[Saved entries]
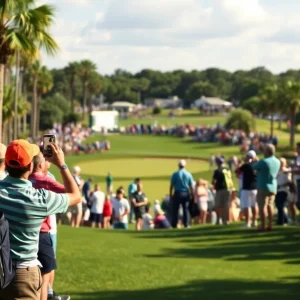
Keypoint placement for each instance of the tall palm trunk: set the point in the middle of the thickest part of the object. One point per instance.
(7, 73)
(15, 131)
(293, 128)
(280, 122)
(34, 108)
(1, 97)
(25, 115)
(38, 116)
(84, 99)
(72, 94)
(272, 125)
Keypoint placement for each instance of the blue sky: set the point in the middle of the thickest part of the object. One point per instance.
(177, 34)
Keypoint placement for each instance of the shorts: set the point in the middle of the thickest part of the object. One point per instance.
(248, 198)
(203, 205)
(53, 238)
(222, 199)
(138, 214)
(265, 198)
(76, 209)
(96, 218)
(46, 253)
(120, 225)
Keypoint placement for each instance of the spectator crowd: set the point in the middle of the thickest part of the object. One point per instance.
(207, 134)
(32, 202)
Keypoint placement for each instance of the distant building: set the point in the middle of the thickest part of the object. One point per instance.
(123, 106)
(171, 102)
(108, 120)
(212, 103)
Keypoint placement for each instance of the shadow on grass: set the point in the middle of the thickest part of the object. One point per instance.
(207, 289)
(232, 244)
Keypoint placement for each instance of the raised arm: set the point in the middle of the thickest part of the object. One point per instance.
(71, 188)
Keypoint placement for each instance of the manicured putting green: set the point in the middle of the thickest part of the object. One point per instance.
(155, 172)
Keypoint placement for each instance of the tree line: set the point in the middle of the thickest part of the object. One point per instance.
(31, 92)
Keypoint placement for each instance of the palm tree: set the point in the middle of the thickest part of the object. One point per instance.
(269, 95)
(93, 87)
(7, 112)
(86, 68)
(23, 28)
(72, 70)
(292, 106)
(45, 84)
(42, 83)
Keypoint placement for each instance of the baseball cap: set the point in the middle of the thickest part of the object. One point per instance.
(251, 154)
(76, 169)
(220, 160)
(2, 151)
(20, 153)
(182, 163)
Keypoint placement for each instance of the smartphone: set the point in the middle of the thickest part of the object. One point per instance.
(48, 139)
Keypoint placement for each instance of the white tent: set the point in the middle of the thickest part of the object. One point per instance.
(108, 120)
(211, 102)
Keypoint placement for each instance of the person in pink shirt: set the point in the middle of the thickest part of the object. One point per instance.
(46, 253)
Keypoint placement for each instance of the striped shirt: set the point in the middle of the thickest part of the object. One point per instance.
(25, 208)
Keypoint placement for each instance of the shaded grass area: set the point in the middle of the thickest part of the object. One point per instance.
(208, 262)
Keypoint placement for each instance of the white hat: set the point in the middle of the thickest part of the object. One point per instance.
(182, 163)
(251, 154)
(76, 169)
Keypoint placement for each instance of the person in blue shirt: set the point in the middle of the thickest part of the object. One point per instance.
(181, 193)
(267, 171)
(132, 188)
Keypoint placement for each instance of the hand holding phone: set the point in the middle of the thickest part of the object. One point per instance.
(57, 158)
(48, 140)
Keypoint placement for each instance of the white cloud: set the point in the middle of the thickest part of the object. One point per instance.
(172, 34)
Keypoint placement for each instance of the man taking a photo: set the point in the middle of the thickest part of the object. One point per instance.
(25, 208)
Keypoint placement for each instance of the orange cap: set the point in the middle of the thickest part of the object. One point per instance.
(20, 153)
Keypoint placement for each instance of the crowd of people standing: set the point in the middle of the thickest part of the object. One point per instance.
(261, 184)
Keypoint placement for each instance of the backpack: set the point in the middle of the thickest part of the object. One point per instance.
(7, 270)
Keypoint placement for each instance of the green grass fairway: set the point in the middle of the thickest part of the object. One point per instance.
(200, 263)
(206, 262)
(194, 118)
(155, 172)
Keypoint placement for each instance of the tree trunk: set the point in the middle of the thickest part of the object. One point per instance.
(72, 95)
(7, 74)
(34, 108)
(272, 126)
(25, 99)
(15, 131)
(1, 97)
(24, 123)
(280, 122)
(84, 100)
(10, 131)
(38, 116)
(292, 129)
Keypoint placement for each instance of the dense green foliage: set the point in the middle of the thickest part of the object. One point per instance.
(240, 119)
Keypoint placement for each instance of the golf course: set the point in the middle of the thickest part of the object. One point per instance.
(204, 262)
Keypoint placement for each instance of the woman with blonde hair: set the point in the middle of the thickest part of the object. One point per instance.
(284, 179)
(201, 198)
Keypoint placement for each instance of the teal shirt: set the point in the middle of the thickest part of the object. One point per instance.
(109, 181)
(182, 180)
(267, 170)
(25, 208)
(132, 188)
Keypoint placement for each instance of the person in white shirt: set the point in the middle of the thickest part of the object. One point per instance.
(121, 210)
(284, 179)
(76, 211)
(147, 219)
(2, 161)
(157, 207)
(96, 200)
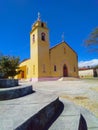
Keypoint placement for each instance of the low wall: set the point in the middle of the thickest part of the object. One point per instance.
(44, 118)
(16, 92)
(6, 83)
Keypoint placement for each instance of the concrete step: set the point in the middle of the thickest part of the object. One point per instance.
(70, 118)
(68, 79)
(13, 113)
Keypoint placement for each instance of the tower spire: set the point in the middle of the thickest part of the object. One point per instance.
(63, 37)
(39, 19)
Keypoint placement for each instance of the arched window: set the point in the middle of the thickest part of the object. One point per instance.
(64, 50)
(33, 38)
(43, 36)
(42, 24)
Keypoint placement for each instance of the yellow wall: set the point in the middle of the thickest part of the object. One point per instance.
(60, 55)
(42, 59)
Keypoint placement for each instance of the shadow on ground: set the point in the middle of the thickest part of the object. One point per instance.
(44, 118)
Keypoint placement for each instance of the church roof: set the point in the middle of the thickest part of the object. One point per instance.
(60, 44)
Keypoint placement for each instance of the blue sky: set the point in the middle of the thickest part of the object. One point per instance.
(75, 18)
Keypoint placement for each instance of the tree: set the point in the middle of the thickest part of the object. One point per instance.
(92, 41)
(9, 66)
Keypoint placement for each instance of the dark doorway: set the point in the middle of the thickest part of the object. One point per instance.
(65, 71)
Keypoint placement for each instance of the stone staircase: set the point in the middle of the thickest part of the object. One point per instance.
(43, 111)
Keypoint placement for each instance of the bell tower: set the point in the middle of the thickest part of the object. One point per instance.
(39, 48)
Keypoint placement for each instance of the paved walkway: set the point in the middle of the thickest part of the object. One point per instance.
(14, 112)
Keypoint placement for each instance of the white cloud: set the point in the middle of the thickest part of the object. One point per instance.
(92, 62)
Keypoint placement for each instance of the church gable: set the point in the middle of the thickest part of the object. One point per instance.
(64, 47)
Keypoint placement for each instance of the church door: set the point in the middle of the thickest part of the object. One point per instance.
(22, 74)
(65, 71)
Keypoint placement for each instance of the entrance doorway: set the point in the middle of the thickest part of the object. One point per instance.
(22, 74)
(65, 71)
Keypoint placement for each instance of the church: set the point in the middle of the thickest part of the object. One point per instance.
(47, 63)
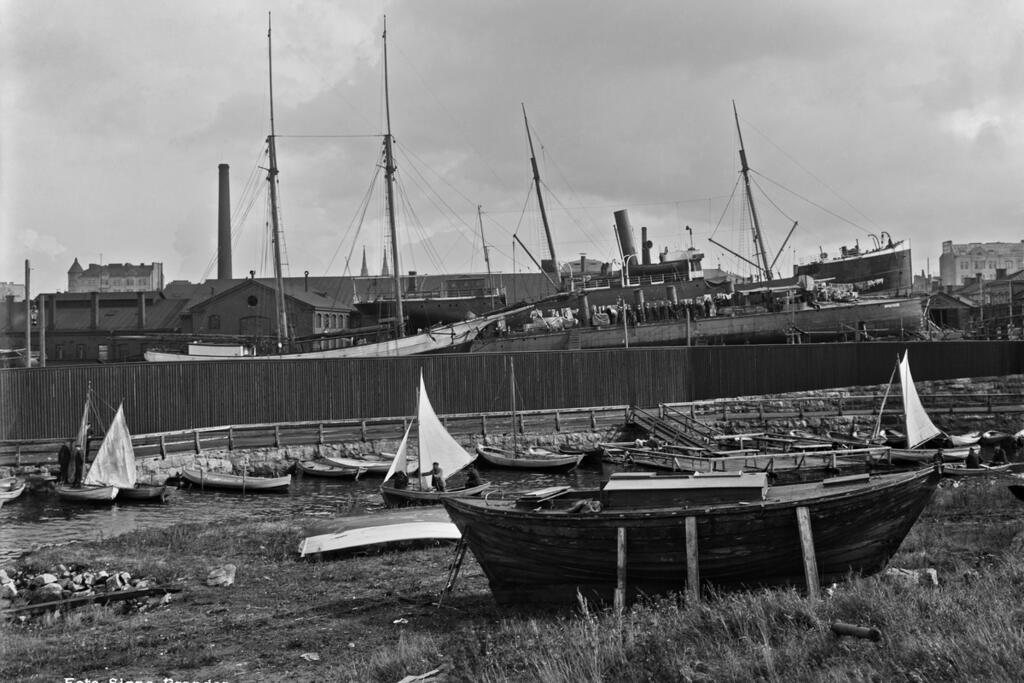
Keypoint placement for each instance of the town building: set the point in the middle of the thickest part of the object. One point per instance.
(992, 260)
(115, 278)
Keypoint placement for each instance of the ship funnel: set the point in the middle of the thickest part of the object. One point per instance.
(223, 225)
(625, 232)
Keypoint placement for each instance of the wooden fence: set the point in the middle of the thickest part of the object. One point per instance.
(46, 402)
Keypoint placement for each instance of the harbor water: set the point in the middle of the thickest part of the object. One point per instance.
(39, 518)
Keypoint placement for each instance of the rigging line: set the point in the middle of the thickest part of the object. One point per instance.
(346, 137)
(808, 172)
(816, 205)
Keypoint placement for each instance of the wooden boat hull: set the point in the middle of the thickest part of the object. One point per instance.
(254, 484)
(510, 460)
(87, 494)
(550, 555)
(311, 468)
(8, 494)
(143, 493)
(396, 498)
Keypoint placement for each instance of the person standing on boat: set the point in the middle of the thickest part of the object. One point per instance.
(79, 462)
(437, 477)
(973, 462)
(64, 461)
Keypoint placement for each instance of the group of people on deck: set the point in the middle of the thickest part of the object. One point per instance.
(72, 466)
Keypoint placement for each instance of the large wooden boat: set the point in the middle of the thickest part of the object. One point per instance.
(206, 479)
(552, 546)
(435, 445)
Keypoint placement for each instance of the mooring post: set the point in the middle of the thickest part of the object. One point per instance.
(692, 568)
(810, 559)
(621, 571)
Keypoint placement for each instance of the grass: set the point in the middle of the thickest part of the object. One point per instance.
(372, 617)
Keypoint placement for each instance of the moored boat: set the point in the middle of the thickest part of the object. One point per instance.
(561, 544)
(207, 479)
(531, 459)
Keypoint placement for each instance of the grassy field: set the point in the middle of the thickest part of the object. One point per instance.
(374, 617)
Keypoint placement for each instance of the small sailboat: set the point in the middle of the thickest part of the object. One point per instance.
(435, 445)
(528, 459)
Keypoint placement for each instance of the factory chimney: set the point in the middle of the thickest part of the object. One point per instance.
(223, 225)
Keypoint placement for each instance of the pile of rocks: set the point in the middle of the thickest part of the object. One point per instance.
(20, 588)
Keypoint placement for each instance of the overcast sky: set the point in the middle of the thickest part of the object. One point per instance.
(857, 118)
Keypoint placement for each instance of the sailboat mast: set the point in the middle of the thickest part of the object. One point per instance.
(389, 176)
(486, 256)
(756, 225)
(271, 178)
(540, 196)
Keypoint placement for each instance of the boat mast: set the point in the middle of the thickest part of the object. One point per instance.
(540, 198)
(759, 242)
(271, 177)
(389, 176)
(486, 256)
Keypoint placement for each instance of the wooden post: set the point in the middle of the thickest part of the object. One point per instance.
(692, 568)
(621, 571)
(810, 559)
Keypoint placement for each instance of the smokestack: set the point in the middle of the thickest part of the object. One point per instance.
(224, 225)
(625, 231)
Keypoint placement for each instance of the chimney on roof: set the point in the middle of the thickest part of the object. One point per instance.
(223, 225)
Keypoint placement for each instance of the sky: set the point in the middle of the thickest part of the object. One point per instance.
(857, 119)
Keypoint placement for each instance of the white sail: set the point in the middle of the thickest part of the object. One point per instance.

• _TASK TO COMPLETE_: Lines from the one holding "Keypoint placement for each instance of the smokestack: set" to the last line of the records: return these exactly, and only these.

• _ANSWER FOR THE TASK_:
Keypoint placement for each instance of the smokestack: set the point in the middle of the thickest part of the object. One point per instance.
(224, 225)
(625, 231)
Keypoint placement for each instance of the chimney on roof: set the point in the middle of the thickest part of the object. One point per instance.
(223, 225)
Keypoint placement for each instance of the sky: set the point in the middle of the thickest part of the object. One point per instance.
(857, 119)
Keypoint placement for each instance of the white sail: set the point in the middle of the thickest part of the object. One point per instance.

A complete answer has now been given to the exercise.